#### TASK DATA

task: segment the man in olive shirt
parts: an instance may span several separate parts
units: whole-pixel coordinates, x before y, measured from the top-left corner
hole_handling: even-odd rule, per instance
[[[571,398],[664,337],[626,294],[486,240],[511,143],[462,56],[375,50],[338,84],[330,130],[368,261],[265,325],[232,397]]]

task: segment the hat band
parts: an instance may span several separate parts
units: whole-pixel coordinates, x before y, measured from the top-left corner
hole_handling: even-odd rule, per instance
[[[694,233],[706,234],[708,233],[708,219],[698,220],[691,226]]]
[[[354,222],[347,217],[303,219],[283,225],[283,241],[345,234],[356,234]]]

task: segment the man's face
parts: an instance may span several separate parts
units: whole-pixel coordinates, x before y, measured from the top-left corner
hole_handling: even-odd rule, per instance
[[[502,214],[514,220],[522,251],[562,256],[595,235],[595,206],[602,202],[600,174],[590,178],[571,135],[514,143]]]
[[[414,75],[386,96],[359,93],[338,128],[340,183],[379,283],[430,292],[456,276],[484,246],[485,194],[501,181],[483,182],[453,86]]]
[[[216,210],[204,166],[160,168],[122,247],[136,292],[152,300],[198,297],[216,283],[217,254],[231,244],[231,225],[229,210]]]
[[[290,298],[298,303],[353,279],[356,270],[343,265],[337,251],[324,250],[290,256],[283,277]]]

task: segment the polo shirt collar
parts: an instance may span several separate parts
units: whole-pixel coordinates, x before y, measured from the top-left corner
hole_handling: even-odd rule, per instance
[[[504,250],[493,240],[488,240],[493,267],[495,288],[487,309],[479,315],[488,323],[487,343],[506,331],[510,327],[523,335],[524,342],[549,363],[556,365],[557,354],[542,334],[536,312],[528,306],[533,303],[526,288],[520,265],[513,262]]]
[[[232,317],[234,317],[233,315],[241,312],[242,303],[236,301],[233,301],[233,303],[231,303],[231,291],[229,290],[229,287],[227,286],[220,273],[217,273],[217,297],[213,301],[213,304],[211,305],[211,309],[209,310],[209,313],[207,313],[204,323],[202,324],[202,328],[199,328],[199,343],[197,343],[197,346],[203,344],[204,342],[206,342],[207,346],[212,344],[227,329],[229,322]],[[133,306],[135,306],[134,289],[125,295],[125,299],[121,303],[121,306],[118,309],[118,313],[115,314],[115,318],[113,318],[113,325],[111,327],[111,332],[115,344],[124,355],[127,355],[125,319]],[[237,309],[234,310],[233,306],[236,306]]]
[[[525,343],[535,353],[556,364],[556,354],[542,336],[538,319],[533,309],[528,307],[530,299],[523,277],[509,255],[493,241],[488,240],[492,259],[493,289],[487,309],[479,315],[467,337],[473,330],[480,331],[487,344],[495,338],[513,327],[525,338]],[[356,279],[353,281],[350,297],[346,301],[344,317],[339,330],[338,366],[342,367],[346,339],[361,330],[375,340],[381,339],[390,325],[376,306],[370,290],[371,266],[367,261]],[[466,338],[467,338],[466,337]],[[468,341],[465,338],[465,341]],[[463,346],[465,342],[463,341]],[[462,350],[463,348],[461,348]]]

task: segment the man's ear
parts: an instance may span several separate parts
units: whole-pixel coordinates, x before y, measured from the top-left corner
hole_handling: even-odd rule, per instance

########

### TASK INSTRUCTIONS
Rewrite the stretch from the line containing "task: segment the man's ear" through the end of the material, changing "separate parts" to "distinct parts" and leaving everything else unchanged.

### EXERCISE RESPONSE
task: segment the man's ear
parts: an instance may span several distinct parts
units: whole-pixel coordinates, x before y, measured from the top-left corner
hole_handling: even-odd rule, per instance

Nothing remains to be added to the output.